Problem details
Every entry below should be printed again exactly as it reads.

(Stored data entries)
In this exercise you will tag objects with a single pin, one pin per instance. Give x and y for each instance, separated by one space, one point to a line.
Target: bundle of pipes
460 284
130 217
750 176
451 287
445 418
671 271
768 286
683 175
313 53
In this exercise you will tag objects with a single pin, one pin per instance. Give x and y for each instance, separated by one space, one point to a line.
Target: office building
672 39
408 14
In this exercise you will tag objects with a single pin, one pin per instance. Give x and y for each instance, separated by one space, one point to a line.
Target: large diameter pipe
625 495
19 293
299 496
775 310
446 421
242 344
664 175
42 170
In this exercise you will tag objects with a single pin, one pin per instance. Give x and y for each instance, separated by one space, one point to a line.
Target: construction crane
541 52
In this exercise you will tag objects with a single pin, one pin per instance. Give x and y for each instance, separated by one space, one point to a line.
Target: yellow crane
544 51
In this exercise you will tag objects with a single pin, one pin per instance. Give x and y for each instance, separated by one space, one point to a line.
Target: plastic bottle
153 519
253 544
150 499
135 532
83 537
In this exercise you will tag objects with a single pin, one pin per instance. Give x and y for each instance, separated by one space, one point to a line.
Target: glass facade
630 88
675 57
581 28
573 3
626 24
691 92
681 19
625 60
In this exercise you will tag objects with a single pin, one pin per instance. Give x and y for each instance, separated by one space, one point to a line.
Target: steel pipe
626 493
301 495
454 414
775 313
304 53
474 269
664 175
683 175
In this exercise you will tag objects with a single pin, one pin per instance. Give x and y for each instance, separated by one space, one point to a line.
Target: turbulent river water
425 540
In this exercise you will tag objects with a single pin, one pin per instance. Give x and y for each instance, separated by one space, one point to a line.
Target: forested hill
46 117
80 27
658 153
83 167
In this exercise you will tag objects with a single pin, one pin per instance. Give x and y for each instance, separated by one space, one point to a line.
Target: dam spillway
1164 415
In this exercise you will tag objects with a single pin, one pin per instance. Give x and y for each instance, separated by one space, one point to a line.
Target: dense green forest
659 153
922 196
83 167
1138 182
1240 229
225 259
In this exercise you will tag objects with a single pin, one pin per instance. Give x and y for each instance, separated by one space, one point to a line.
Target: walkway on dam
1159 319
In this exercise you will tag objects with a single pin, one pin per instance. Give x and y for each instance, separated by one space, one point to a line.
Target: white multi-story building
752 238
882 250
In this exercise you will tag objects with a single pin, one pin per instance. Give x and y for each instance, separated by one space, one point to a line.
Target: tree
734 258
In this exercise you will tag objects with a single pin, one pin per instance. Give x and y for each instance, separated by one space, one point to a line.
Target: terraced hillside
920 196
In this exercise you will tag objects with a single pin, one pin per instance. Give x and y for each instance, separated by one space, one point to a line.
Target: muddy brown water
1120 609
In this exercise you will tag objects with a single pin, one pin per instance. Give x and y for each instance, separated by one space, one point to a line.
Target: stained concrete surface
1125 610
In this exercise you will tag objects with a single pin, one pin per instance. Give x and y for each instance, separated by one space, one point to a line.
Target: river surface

Task result
In this exercise you will tag objects with a single pin, one pin per instance. Give x and y for each instance, separated by one space, one point to a line.
Target: bundle of pipes
460 284
130 217
750 176
451 287
445 418
671 271
768 286
683 175
313 53
In this exercise you will tag objects with a single pin, one pin per instance. Give x and y for each instance, separated by one space, one point to a line.
Target: office building
672 39
408 14
In this exercise you will tag objects with a single pin, one pin per instance. Give x and y for each instance, separated by one space, one point to a line.
Target: large diameter pipe
625 495
19 293
299 496
775 310
446 421
242 344
664 175
42 170
In this exercise you will tag objects with a single pin, one pin per instance. Give x and y for each instance, separated by one space, one point to a line.
Target: construction crane
541 52
In this exercise you will tag objects with a single pin, one pin per instance. Give x and y for each instance, separated by one space, one point to a line.
Target: yellow crane
544 51
In this exercise you will tag objects with a single pin, one pin per instance. Give x and y for each instance, separated by one space, one point to a line.
Target: plastic bottle
153 519
253 544
150 499
135 532
83 537
In this exercise you will tag objects with a single pin, one pin per instance. Give x and y for each instance, separated by one space, one point to a line.
Target: glass facade
630 88
675 57
581 28
573 3
626 24
691 92
681 19
625 60
In this exercise you will tag objects with a single pin, one pin per instance. Give x and y for each instance, separated by one space, one point to a line.
Target: steel pipe
626 493
301 495
454 414
775 313
304 53
474 269
664 175
683 175
In this exercise you will tag objects with a single pin, one pin per instance. Give x and y for each instance, separated by one space, one point to a line.
Target: turbulent river water
425 540
In this exercise you will tag objects with a single pin, one pin per instance. Give x and y for each instance, separated by one space, one point to a line.
Target: forested hill
46 117
80 27
658 153
83 167
In this exercise you will tag objects with a single pin, one pin per instance. Give x and y for each instance, separated by one space, one point to a line.
Target: dam spillway
1164 415
In this exercise you will tag objects with a single pin, one pin per instance. Give x and y for each instance, separated by one space, one point to a line.
Target: dense green forest
659 153
922 196
83 167
1138 182
1240 229
225 259
In this exercise you will tag objects with a single pin, one pin per instance. Give x and y for each instance, separated by one space, one point to a line.
Target: walkway on dam
1159 319
In this exercise you will tag objects with a single pin, one pin per instance. Give x and y for each instance, separated by one space, one point to a line.
Target: white multi-story building
752 238
882 250
In this exercise you will tag objects with a single pin, one pin per instance. Give x and y for each instance, separated by one space, one point to a line.
Target: tree
734 258
In this exercise you will tag objects with a single pin, one pin per instance. Give x and y for each instance, separated by one space, one point to a line.
Target: terraced hillside
920 196
In this exercise you will tag objects with a single pin, one pin per instance. Give x and y for each instance, separated by one space, one point to a line.
Target: muddy brown water
1120 609
In this exercise you will tag objects with a single pin, one pin per instance. Give x and y for each instance, separated by one space, one point to a line.
Target: stained concrete surface
1125 610
In this exercise you will tag objects with a single pin, one pin per instance. Give x and y for each instance, separated by one space, one point to a line.
Target: river surface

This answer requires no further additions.